WORK TO COMPLETE:
Omit the pictures and return every entry exactly as written.

[Region labeling entries]
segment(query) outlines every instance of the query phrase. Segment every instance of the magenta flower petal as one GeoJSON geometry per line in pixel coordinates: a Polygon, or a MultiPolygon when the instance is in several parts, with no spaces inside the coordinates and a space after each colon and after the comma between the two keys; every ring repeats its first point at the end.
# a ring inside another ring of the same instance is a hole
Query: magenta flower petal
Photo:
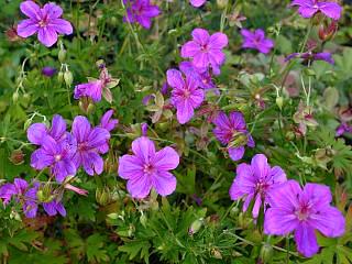
{"type": "Polygon", "coordinates": [[[223,33],[215,33],[210,36],[209,47],[221,50],[224,48],[229,44],[228,36],[223,33]]]}
{"type": "Polygon", "coordinates": [[[243,48],[257,50],[263,54],[267,54],[274,47],[274,42],[270,38],[265,38],[265,33],[261,29],[257,29],[254,32],[242,29],[241,35],[243,36],[243,48]]]}
{"type": "Polygon", "coordinates": [[[63,15],[63,9],[55,3],[45,3],[43,12],[51,19],[58,19],[63,15]]]}
{"type": "Polygon", "coordinates": [[[20,9],[22,13],[29,16],[19,23],[18,34],[22,37],[29,37],[37,33],[38,41],[47,47],[57,42],[57,33],[72,34],[72,24],[59,16],[63,10],[55,3],[46,3],[42,9],[33,1],[24,1],[20,9]]]}
{"type": "Polygon", "coordinates": [[[167,78],[167,84],[173,88],[183,89],[185,86],[185,80],[183,78],[183,75],[177,69],[168,69],[166,72],[166,78],[167,78]]]}
{"type": "Polygon", "coordinates": [[[38,31],[38,29],[40,28],[37,23],[33,22],[33,20],[31,19],[26,19],[18,24],[16,32],[19,36],[29,37],[31,35],[34,35],[38,31]]]}
{"type": "Polygon", "coordinates": [[[263,154],[256,154],[252,158],[251,165],[240,164],[237,168],[237,177],[230,188],[231,199],[244,198],[243,210],[245,211],[254,198],[252,215],[253,218],[257,218],[262,204],[264,204],[265,212],[266,206],[272,199],[272,191],[286,182],[286,175],[275,173],[277,170],[277,167],[271,168],[263,154]]]}
{"type": "Polygon", "coordinates": [[[21,12],[32,20],[40,20],[41,8],[33,1],[24,1],[20,4],[21,12]]]}
{"type": "Polygon", "coordinates": [[[51,136],[59,139],[66,132],[66,122],[62,116],[55,114],[52,121],[51,136]]]}
{"type": "Polygon", "coordinates": [[[266,234],[287,234],[294,230],[297,250],[307,257],[319,250],[315,229],[336,238],[345,232],[342,213],[330,206],[331,193],[327,186],[307,184],[301,189],[288,180],[271,191],[271,208],[264,220],[266,234]]]}
{"type": "Polygon", "coordinates": [[[207,0],[189,0],[190,4],[195,8],[200,8],[206,3],[207,0]]]}
{"type": "Polygon", "coordinates": [[[148,161],[155,155],[155,145],[147,136],[141,136],[132,142],[132,151],[141,161],[148,161]]]}
{"type": "Polygon", "coordinates": [[[244,146],[239,147],[229,147],[229,156],[232,161],[237,162],[240,161],[244,155],[244,146]]]}
{"type": "Polygon", "coordinates": [[[45,46],[51,47],[57,42],[57,33],[52,28],[41,28],[37,32],[37,40],[45,46]]]}
{"type": "Polygon", "coordinates": [[[297,243],[297,250],[306,257],[311,257],[319,250],[315,230],[308,224],[300,224],[297,227],[295,241],[297,243]]]}
{"type": "Polygon", "coordinates": [[[103,161],[97,152],[84,152],[81,156],[82,167],[88,175],[94,176],[95,174],[100,175],[102,173],[103,161]]]}
{"type": "Polygon", "coordinates": [[[208,31],[204,29],[195,29],[191,32],[191,36],[194,37],[195,42],[197,42],[198,45],[206,45],[209,42],[210,35],[208,31]]]}
{"type": "Polygon", "coordinates": [[[130,179],[143,176],[143,162],[134,155],[123,155],[119,160],[118,174],[121,178],[130,179]]]}
{"type": "Polygon", "coordinates": [[[48,26],[58,34],[70,35],[74,32],[73,25],[63,19],[53,20],[48,26]]]}
{"type": "Polygon", "coordinates": [[[339,20],[342,8],[337,2],[318,2],[319,10],[330,19],[339,20]]]}
{"type": "Polygon", "coordinates": [[[194,57],[198,53],[199,53],[199,45],[194,41],[189,41],[185,43],[180,48],[182,57],[194,57]]]}
{"type": "Polygon", "coordinates": [[[47,128],[44,123],[34,123],[26,131],[26,138],[35,145],[41,145],[43,139],[47,135],[47,128]]]}
{"type": "Polygon", "coordinates": [[[176,151],[165,147],[155,152],[154,142],[141,136],[132,142],[134,155],[119,160],[119,176],[128,180],[128,190],[134,198],[145,198],[152,188],[166,196],[176,188],[176,178],[167,170],[176,168],[179,157],[176,151]]]}
{"type": "Polygon", "coordinates": [[[169,146],[155,153],[153,163],[160,170],[175,169],[179,164],[178,153],[169,146]]]}
{"type": "Polygon", "coordinates": [[[282,209],[265,212],[264,231],[267,234],[287,235],[298,227],[297,218],[282,209]]]}
{"type": "Polygon", "coordinates": [[[85,141],[88,138],[91,125],[86,117],[77,116],[73,122],[73,134],[78,142],[85,141]]]}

ANSWER TO THE TASK:
segment(query) outlines every instance of the query phrase. Segment every instance of the magenta flower petal as one GeoJSON geometry per line in pixel coordinates: a Polygon, or a MultiPolygon when the instance is in several parts, with no spaces inside the coordinates and a space after each colon and after the comma between the two keys; every ring repeats its first point at the end.
# a ring inside another ring of the same instance is a hole
Query: magenta flower petal
Photo:
{"type": "Polygon", "coordinates": [[[223,33],[215,33],[210,36],[209,47],[221,50],[224,48],[229,44],[228,36],[223,33]]]}
{"type": "Polygon", "coordinates": [[[243,48],[257,50],[263,54],[267,54],[274,47],[274,42],[270,38],[265,38],[265,33],[261,29],[257,29],[254,32],[242,29],[241,35],[243,36],[243,48]]]}
{"type": "Polygon", "coordinates": [[[63,15],[63,9],[55,3],[45,3],[43,12],[51,19],[58,19],[63,15]]]}
{"type": "Polygon", "coordinates": [[[20,9],[22,13],[29,16],[19,23],[18,34],[22,37],[29,37],[37,33],[38,41],[47,47],[57,42],[57,33],[72,34],[72,24],[59,16],[63,10],[55,3],[46,3],[42,9],[33,1],[24,1],[20,9]]]}
{"type": "Polygon", "coordinates": [[[167,78],[167,84],[173,88],[183,89],[185,86],[185,80],[183,78],[183,75],[177,69],[168,69],[166,72],[166,78],[167,78]]]}
{"type": "Polygon", "coordinates": [[[38,31],[38,29],[40,28],[37,23],[33,22],[33,20],[31,19],[26,19],[18,24],[16,32],[19,36],[29,37],[31,35],[34,35],[38,31]]]}
{"type": "Polygon", "coordinates": [[[263,154],[256,154],[252,158],[251,165],[240,164],[237,168],[237,177],[230,188],[231,199],[244,198],[243,210],[245,211],[254,198],[252,215],[253,218],[257,218],[262,204],[264,204],[265,212],[266,206],[272,199],[272,191],[286,182],[286,175],[275,173],[277,170],[277,167],[271,168],[263,154]]]}
{"type": "Polygon", "coordinates": [[[21,12],[32,20],[40,20],[41,8],[33,1],[24,1],[20,4],[21,12]]]}
{"type": "Polygon", "coordinates": [[[51,136],[59,139],[66,132],[66,122],[62,116],[55,114],[52,121],[51,136]]]}
{"type": "Polygon", "coordinates": [[[266,234],[287,234],[294,230],[297,250],[307,257],[319,250],[315,229],[336,238],[345,232],[342,213],[330,206],[331,193],[327,186],[307,184],[301,189],[288,180],[271,191],[271,208],[264,220],[266,234]]]}
{"type": "Polygon", "coordinates": [[[207,0],[189,0],[190,4],[195,8],[200,8],[206,3],[207,0]]]}
{"type": "Polygon", "coordinates": [[[148,161],[155,155],[155,145],[147,136],[141,136],[132,142],[132,151],[141,161],[148,161]]]}
{"type": "Polygon", "coordinates": [[[244,146],[239,147],[229,147],[229,156],[232,161],[237,162],[240,161],[244,155],[244,146]]]}
{"type": "Polygon", "coordinates": [[[45,46],[51,47],[57,42],[57,33],[52,28],[41,28],[37,32],[37,40],[45,46]]]}
{"type": "Polygon", "coordinates": [[[297,243],[297,250],[306,257],[311,257],[319,250],[315,230],[308,224],[300,224],[297,227],[295,241],[297,243]]]}
{"type": "Polygon", "coordinates": [[[103,161],[97,152],[84,152],[81,156],[82,167],[88,175],[94,176],[95,174],[100,175],[102,173],[103,161]]]}
{"type": "Polygon", "coordinates": [[[208,31],[204,29],[195,29],[191,32],[191,36],[194,37],[195,42],[197,42],[198,45],[206,45],[209,42],[210,35],[208,31]]]}
{"type": "Polygon", "coordinates": [[[130,179],[143,176],[143,162],[134,155],[123,155],[119,160],[118,174],[121,178],[130,179]]]}
{"type": "Polygon", "coordinates": [[[48,26],[58,34],[70,35],[74,32],[73,25],[63,19],[53,20],[48,26]]]}
{"type": "Polygon", "coordinates": [[[339,20],[342,8],[337,2],[318,2],[319,10],[330,19],[339,20]]]}
{"type": "Polygon", "coordinates": [[[194,57],[198,53],[199,53],[199,45],[194,41],[189,41],[185,43],[180,48],[182,57],[194,57]]]}
{"type": "Polygon", "coordinates": [[[47,128],[44,123],[34,123],[26,131],[26,138],[35,145],[41,145],[43,139],[47,135],[47,128]]]}
{"type": "Polygon", "coordinates": [[[176,151],[165,147],[155,152],[154,142],[141,136],[132,142],[134,155],[119,160],[119,176],[128,180],[128,190],[134,198],[145,198],[152,188],[166,196],[176,188],[176,178],[167,170],[176,168],[179,157],[176,151]]]}
{"type": "Polygon", "coordinates": [[[169,146],[155,153],[153,163],[160,170],[175,169],[179,164],[178,153],[169,146]]]}
{"type": "Polygon", "coordinates": [[[282,209],[265,212],[264,231],[267,234],[287,235],[298,227],[297,218],[282,209]]]}
{"type": "Polygon", "coordinates": [[[85,141],[88,138],[91,125],[86,117],[77,116],[73,122],[73,134],[78,142],[85,141]]]}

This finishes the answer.